Microsoft .net framework 3.5 introduced the Language Integrated Query (Linq) feature. Linq provides a set of query operators to filter, join and perform other such data related operations on various types datasources such as lists, dictionaries, datasets etc.
In this article we perform a simple filter operation on a collection of data stored in a list using the traditional foreach loop method and the linq method and compare the performance statistics.
To test the two methods we prepare a sample list object filled with 10,000,000 random numbers.
Numeric Collection
The first case we consider a list of random integer which has to be filtered to find out how many number generated are greater than 1,000,000. We implement a simple foreach loop filter as shown below.
Show Code
class Program
{
static void Main(string[] args)
{
List<int> sample = GenerateSample();
int count = 0;
DateTime start;
/* Using Foreach Loop */
start = DateTime.Now;
foreach (int number in sample)
if (number > 1000000)
count++;
Console.WriteLine("Using Foreach loops: " +
(DateTime.Now - start).TotalMilliseconds + " ms");
/* Using Linq Query */
start = DateTime.Now;
count = (from number in sample where number > 1000000
select number).Count();
Console.WriteLine("Using Linq Query: " +
(DateTime.Now - start).TotalMilliseconds + " ms");
Console.ReadKey();
}
static List<int> GenerateSample()

◆ **DATA BLOCK**
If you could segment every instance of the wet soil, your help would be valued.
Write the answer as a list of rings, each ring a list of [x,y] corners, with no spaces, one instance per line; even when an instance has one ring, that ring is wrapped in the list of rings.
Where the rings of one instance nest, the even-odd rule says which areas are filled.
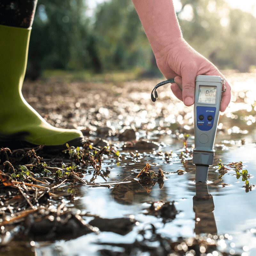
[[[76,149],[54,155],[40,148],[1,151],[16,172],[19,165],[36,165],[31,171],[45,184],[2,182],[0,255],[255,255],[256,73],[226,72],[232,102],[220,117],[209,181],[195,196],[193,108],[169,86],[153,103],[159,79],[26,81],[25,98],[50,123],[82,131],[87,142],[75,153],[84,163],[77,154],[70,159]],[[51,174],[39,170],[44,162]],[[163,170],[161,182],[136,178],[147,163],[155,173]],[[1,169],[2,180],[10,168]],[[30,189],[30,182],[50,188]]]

◆ **STATED PROBLEM 1**
Answer these from the Linq article, one per line:
(a) Which version of the Microsoft .NET Framework introduced Linq?
(b) How many random numbers fill the sample list?
(c) What value must a number exceed to be counted by the filter?
◆ **STATED PROBLEM 2**
Reproduce everything in the Linq article from "Numeric Collection" down to "void Main(string[] args)", swapping "Program" for "Benchmark".

◆ **COMPLETE RESPONSE 1**
(a) Version 3.5
(b) 10,000,000
(c) 1,000,000

◆ **COMPLETE RESPONSE 2**
Numeric Collection
The first case we consider a list of random integer which has to be filtered to find out how many number generated are greater than 1,000,000. We implement a simple foreach loop filter as shown below.
Show Code
class Benchmark
{
static void Main(string[] args)